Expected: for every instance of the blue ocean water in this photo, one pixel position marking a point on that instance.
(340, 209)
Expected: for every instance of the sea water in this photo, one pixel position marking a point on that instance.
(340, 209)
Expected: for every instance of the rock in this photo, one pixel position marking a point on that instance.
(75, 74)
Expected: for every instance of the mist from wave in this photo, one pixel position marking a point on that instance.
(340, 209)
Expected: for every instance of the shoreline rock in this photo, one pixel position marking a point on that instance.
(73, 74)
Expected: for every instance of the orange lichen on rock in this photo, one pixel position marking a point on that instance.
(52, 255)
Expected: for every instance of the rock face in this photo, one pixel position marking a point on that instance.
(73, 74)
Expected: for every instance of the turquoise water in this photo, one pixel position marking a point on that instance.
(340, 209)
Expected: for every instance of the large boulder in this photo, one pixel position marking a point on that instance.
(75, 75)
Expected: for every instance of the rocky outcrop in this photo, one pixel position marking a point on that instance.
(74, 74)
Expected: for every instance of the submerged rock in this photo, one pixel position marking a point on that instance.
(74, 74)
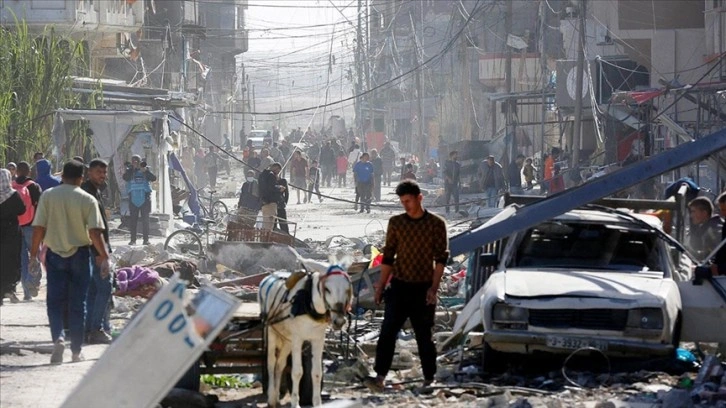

----

Gather every line of the material above that contains the word "water", and copy each one out in full.

§ Finished answer:
Expected: for every instance of the blue ocean water in this photo, one pixel position marking a point on that instance.
Expected: for every instance of the sea water in this photo, one pixel position marking a point on that instance.
Expected: for every instance of the turquoise water in this photo, one pixel position marking a point on that instance.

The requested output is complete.